Goal: Extract each line below that contains the string "door", and reproduce every one in full.

start Exercise input

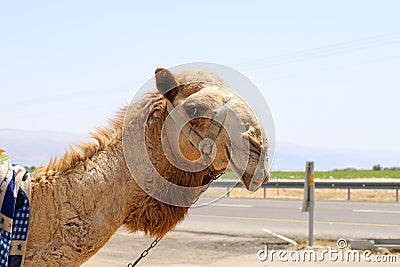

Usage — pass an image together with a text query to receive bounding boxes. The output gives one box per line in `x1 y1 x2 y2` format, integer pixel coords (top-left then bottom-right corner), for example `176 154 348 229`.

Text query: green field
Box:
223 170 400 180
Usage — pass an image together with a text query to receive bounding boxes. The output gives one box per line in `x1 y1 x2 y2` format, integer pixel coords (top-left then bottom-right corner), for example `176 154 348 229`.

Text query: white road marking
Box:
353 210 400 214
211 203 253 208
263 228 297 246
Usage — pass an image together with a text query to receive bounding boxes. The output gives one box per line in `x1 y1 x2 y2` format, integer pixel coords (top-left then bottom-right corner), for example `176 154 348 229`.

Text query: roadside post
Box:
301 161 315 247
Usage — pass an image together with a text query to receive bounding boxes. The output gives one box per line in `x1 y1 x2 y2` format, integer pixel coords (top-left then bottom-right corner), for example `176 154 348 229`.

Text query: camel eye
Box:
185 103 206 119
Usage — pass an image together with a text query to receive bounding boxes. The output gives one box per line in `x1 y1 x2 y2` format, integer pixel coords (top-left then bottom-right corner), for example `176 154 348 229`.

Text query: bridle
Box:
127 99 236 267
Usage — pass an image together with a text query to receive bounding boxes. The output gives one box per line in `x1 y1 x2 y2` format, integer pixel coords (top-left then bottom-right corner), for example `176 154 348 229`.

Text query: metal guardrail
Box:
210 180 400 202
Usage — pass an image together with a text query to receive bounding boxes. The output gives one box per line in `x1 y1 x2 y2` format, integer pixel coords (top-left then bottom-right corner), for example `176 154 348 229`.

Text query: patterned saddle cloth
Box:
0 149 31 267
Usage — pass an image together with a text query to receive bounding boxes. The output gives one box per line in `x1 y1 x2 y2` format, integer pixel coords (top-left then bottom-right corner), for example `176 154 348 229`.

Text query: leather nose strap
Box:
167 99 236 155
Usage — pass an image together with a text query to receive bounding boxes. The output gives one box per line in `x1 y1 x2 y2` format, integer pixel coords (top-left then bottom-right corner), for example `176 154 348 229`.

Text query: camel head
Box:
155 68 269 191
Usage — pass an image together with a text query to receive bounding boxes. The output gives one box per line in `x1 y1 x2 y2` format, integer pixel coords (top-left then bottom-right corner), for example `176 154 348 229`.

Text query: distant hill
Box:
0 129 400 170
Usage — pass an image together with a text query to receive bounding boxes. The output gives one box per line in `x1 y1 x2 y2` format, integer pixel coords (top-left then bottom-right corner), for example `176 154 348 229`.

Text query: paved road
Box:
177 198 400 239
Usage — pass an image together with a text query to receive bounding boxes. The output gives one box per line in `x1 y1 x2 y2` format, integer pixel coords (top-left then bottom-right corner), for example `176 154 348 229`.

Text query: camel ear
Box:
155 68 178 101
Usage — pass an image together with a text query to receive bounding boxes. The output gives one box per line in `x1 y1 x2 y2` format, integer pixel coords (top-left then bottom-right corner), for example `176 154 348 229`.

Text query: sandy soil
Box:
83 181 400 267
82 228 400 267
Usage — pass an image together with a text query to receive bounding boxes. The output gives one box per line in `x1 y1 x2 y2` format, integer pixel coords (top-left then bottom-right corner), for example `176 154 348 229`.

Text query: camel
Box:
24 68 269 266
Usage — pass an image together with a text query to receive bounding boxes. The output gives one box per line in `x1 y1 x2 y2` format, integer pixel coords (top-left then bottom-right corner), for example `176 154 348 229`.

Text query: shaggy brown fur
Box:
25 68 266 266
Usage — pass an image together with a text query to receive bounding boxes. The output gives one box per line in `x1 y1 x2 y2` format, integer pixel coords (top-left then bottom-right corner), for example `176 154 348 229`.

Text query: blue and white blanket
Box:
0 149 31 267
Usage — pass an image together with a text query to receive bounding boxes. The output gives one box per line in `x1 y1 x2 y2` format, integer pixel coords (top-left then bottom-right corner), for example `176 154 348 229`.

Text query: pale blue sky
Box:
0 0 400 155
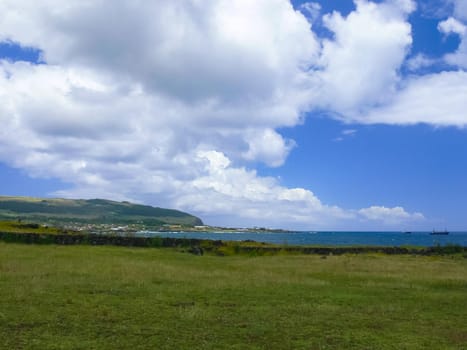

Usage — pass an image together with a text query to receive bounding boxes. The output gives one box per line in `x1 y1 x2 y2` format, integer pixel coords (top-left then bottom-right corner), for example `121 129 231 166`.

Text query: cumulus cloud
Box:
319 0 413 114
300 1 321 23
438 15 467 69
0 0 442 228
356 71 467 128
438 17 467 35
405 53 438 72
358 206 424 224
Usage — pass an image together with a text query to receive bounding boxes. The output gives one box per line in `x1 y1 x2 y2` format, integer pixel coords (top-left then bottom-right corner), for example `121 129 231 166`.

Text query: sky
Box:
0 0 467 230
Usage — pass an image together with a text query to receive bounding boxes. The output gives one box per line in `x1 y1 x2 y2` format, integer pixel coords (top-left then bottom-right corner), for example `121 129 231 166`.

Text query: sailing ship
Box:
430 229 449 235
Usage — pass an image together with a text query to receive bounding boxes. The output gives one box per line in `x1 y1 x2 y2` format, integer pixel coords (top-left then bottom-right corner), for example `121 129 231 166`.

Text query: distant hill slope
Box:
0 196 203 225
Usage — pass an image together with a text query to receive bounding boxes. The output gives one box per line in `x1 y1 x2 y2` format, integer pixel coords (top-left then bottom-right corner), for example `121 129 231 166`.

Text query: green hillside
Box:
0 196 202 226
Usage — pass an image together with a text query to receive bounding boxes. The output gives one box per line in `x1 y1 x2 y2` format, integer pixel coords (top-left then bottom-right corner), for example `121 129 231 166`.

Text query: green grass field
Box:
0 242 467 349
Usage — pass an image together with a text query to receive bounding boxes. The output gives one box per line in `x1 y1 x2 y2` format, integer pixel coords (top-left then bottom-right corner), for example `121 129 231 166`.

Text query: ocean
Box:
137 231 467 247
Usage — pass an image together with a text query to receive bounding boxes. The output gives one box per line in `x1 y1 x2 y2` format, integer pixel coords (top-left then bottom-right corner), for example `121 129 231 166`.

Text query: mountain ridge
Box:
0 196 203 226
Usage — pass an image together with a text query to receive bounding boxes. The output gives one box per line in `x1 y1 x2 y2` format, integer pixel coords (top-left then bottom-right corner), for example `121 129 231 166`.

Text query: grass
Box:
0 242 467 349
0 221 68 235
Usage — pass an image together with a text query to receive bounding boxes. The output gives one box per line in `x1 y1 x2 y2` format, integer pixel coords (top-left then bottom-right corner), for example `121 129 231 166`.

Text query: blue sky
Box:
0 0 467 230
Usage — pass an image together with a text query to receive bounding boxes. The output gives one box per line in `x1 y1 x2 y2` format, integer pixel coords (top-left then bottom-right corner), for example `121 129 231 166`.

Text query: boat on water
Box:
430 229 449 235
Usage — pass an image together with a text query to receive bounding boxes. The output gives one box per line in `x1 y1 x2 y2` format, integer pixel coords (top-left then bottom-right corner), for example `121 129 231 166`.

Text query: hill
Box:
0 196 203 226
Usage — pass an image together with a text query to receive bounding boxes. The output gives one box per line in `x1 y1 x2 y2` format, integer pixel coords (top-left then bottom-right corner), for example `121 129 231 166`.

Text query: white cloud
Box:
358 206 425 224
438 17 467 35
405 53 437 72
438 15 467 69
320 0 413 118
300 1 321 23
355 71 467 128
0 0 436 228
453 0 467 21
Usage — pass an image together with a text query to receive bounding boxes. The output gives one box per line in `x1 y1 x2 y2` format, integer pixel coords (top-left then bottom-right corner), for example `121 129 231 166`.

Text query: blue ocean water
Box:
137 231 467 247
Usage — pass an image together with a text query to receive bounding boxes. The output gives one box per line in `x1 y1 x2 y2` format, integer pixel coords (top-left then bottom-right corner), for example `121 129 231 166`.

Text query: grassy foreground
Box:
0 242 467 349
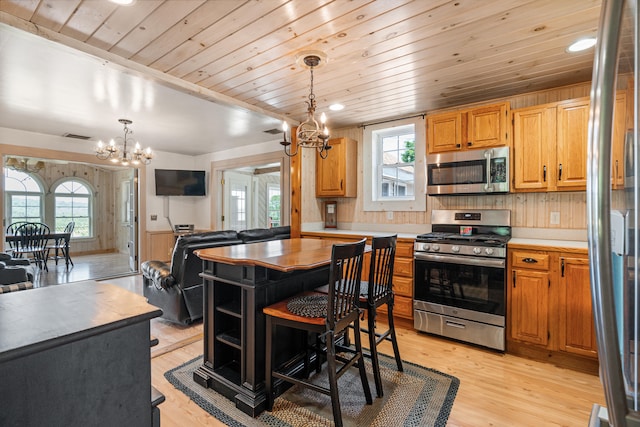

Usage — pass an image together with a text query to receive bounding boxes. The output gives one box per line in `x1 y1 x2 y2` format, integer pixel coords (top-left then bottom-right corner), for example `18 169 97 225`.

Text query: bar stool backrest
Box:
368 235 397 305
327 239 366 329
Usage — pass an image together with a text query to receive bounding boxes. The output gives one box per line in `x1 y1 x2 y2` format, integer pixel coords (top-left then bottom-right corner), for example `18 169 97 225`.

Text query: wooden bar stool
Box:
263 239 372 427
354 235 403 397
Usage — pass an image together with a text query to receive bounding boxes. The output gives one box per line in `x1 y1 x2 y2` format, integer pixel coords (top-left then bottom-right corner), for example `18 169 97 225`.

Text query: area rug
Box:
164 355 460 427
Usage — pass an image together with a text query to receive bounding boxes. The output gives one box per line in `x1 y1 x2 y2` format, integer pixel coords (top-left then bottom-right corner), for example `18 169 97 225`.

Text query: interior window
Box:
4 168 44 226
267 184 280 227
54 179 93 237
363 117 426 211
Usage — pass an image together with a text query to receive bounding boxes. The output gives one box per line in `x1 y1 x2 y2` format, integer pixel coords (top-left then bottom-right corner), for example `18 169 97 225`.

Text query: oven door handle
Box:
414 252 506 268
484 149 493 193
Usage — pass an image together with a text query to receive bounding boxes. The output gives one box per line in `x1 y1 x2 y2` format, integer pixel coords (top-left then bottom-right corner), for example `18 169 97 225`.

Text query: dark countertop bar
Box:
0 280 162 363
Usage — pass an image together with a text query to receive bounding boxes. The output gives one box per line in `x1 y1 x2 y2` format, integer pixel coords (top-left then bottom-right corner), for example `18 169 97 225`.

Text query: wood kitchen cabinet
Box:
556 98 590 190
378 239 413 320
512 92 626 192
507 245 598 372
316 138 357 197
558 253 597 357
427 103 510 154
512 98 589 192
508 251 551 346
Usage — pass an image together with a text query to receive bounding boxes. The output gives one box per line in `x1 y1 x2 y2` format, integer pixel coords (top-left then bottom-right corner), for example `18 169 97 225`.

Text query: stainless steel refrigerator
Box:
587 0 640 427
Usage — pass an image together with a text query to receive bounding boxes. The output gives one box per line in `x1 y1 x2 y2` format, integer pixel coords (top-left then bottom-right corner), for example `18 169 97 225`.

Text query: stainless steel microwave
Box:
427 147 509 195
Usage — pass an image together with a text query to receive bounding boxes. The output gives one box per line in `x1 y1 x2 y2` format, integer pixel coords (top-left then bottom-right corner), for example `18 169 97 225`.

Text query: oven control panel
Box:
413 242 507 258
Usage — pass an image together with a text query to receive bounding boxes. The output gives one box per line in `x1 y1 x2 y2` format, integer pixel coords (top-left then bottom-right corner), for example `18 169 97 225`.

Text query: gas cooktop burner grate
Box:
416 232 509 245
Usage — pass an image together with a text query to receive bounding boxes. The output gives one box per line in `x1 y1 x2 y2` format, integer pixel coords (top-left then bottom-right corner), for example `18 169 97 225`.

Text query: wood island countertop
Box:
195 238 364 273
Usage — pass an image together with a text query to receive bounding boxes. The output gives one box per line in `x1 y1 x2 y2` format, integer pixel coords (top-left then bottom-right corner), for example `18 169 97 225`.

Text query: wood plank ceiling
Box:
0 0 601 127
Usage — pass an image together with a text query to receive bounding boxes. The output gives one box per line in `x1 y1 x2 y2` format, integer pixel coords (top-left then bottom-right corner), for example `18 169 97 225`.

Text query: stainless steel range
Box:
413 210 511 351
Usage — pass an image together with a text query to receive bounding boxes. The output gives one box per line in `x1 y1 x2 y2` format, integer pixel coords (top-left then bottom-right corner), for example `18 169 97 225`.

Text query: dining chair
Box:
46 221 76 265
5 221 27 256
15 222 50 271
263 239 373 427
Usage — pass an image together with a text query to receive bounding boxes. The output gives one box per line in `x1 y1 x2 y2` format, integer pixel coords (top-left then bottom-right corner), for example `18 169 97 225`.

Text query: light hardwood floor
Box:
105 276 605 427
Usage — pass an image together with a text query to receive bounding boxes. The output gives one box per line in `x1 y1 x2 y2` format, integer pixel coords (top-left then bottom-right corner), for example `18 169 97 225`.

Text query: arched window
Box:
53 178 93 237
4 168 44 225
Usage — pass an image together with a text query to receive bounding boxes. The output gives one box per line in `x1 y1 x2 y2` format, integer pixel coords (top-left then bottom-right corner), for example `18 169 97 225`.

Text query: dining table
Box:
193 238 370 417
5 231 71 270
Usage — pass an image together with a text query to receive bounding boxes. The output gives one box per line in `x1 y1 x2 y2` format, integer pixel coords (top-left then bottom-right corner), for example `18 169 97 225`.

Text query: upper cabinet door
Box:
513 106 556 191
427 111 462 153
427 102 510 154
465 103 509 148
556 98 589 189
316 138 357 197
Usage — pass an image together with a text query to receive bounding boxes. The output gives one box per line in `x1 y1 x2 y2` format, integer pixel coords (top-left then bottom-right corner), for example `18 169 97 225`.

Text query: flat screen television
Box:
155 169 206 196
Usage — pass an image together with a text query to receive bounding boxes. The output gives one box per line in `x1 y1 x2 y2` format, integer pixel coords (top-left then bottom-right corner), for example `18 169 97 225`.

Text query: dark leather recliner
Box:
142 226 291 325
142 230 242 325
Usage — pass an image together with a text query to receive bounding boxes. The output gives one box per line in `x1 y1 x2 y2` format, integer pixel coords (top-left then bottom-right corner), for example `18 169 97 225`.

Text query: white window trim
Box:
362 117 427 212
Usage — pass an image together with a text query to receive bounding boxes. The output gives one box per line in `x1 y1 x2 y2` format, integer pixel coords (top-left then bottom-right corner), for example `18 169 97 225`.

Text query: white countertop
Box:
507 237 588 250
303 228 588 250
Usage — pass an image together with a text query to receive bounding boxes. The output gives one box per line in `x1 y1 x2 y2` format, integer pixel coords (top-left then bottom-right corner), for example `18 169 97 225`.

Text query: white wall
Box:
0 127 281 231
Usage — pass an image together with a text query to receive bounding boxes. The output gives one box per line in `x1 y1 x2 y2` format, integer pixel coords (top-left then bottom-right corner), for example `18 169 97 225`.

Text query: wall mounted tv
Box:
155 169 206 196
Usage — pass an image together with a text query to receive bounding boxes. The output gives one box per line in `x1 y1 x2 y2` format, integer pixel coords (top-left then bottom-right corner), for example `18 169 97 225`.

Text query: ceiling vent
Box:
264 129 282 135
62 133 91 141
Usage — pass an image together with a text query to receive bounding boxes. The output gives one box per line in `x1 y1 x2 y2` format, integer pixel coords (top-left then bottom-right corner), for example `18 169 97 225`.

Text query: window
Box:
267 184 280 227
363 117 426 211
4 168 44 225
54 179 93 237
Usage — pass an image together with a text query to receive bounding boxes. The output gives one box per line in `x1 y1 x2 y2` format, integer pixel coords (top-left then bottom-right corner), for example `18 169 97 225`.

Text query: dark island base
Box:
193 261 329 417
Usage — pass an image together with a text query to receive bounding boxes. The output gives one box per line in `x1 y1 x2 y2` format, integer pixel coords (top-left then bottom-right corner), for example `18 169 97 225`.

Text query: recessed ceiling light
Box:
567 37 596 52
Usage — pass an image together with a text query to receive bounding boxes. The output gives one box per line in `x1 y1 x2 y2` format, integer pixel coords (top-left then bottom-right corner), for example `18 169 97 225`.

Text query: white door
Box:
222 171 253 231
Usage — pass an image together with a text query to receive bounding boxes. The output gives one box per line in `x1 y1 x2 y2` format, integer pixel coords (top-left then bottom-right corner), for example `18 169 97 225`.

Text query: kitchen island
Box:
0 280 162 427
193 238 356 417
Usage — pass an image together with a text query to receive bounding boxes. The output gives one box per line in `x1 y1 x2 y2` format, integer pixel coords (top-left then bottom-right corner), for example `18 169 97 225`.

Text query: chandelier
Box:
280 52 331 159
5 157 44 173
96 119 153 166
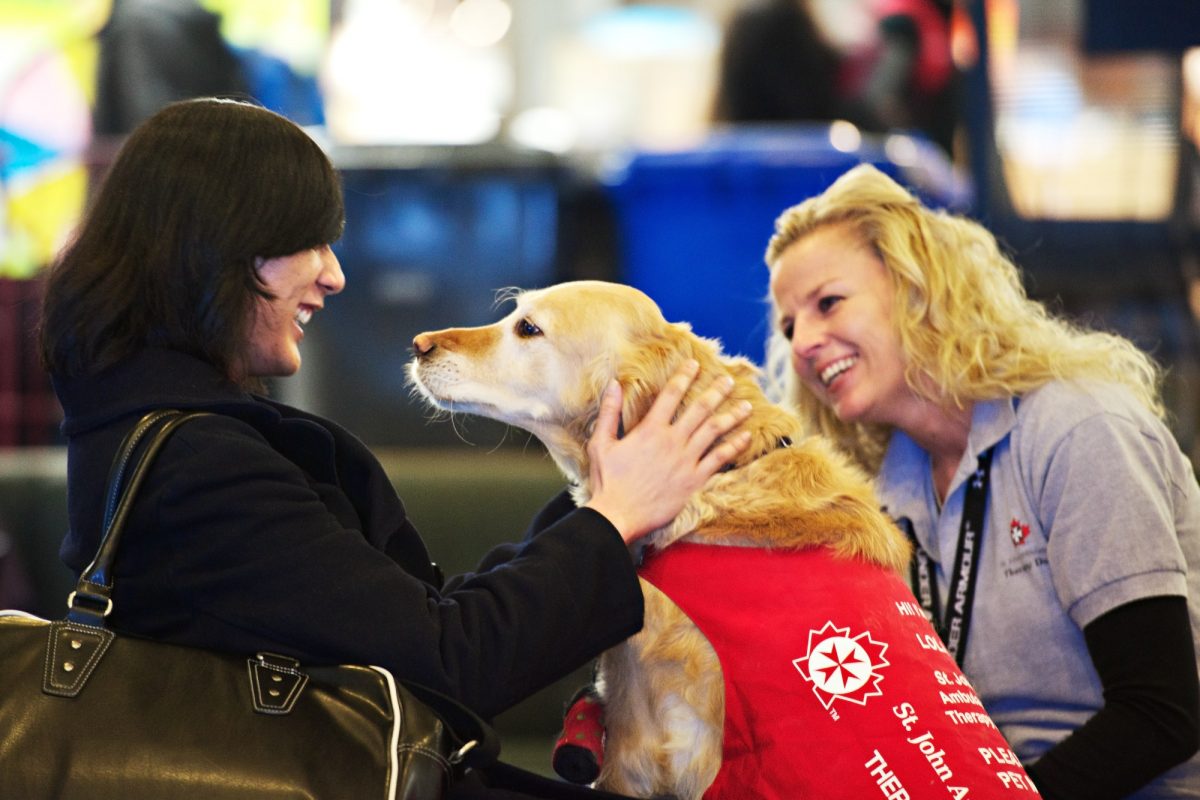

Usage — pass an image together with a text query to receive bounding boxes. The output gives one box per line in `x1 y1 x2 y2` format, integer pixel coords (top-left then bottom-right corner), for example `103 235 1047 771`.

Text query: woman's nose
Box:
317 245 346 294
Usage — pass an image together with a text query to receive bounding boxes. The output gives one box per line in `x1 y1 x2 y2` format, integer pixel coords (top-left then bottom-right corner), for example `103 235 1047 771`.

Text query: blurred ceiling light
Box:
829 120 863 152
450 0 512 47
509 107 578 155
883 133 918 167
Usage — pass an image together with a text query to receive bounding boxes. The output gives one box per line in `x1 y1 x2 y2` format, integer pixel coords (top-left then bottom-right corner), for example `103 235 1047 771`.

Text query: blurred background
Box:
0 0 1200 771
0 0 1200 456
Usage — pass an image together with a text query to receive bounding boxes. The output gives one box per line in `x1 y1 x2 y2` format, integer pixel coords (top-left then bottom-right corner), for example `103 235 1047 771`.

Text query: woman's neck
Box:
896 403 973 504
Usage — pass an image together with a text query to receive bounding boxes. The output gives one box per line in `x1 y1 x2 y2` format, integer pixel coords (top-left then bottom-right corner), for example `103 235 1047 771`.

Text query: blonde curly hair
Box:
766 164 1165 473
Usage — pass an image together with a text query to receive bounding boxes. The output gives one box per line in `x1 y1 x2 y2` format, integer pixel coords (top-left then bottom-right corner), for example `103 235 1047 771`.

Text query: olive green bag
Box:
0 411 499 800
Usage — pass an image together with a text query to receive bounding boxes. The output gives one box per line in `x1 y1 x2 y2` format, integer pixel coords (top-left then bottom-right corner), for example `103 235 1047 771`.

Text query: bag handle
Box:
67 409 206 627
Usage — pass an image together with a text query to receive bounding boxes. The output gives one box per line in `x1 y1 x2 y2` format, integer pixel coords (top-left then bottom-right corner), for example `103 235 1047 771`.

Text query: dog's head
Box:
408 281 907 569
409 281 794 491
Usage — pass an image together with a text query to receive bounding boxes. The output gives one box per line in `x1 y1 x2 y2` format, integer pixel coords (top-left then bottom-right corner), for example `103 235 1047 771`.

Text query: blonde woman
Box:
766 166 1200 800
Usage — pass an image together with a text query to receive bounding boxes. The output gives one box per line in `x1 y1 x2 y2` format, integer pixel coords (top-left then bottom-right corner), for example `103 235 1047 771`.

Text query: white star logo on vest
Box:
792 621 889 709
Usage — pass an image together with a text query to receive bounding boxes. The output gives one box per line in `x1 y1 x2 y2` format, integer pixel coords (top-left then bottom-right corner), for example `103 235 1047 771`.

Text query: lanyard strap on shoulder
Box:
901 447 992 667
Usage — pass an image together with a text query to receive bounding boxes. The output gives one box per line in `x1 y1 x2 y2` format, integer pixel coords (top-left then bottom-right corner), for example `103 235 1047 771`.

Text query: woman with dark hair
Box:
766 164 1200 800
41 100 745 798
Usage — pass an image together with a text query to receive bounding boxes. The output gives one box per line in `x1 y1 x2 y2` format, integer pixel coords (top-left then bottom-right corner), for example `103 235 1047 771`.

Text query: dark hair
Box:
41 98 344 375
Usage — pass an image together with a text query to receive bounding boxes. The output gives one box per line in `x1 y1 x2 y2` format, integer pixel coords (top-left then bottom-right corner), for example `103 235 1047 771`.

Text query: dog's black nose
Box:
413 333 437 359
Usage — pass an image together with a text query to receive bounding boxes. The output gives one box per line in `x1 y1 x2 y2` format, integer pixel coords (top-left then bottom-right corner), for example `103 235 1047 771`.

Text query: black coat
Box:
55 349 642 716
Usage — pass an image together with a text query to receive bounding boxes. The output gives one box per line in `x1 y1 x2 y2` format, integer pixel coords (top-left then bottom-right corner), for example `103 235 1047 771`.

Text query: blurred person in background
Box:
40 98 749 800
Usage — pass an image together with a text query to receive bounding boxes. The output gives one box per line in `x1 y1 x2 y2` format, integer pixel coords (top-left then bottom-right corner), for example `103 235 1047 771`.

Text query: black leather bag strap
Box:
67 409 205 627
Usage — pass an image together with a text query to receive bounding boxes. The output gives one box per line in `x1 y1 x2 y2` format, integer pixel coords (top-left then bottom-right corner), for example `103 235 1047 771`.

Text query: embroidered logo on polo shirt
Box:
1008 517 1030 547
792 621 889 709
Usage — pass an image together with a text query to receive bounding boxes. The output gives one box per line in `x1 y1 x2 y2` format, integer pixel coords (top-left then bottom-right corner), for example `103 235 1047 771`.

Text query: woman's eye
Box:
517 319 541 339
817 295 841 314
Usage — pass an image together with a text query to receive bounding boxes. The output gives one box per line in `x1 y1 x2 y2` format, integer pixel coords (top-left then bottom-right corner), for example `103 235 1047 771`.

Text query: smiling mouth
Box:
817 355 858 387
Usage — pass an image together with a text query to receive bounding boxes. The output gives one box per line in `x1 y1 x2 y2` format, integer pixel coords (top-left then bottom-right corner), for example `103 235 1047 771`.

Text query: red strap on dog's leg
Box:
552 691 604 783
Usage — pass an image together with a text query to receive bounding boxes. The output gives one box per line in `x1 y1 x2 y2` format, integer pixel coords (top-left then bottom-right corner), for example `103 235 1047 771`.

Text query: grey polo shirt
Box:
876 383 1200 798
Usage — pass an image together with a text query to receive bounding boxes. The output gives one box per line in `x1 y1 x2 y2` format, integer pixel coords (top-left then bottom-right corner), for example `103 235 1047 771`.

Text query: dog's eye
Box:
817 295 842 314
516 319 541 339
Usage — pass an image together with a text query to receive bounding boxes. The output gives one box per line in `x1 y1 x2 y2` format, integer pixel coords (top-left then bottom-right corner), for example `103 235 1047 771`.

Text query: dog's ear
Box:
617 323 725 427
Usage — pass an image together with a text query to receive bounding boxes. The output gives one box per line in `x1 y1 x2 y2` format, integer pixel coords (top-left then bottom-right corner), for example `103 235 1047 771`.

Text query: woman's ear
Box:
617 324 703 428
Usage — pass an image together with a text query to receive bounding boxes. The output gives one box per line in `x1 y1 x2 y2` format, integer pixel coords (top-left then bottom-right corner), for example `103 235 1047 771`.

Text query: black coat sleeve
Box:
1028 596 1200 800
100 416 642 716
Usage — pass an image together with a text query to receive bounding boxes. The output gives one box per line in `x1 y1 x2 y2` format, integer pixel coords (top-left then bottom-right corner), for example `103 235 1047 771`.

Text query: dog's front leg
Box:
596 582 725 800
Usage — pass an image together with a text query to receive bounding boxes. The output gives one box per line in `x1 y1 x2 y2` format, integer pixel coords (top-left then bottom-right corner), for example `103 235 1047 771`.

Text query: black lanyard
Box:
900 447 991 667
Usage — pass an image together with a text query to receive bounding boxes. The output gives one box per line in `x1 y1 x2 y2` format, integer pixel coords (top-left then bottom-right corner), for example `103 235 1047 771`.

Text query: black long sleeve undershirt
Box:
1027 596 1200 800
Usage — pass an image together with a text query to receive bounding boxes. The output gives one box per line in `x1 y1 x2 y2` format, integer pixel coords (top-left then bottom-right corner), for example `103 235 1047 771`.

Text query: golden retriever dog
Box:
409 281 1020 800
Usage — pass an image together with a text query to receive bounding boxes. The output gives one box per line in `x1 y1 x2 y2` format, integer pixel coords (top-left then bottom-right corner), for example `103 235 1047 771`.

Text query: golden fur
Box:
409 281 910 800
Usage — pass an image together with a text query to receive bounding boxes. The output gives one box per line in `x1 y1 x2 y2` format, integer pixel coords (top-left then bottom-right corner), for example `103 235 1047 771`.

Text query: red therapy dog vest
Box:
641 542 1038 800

end Exercise input

Answer to the exercise:
Text query: oven door handle
Text query: upper cabinet door
Text query: white door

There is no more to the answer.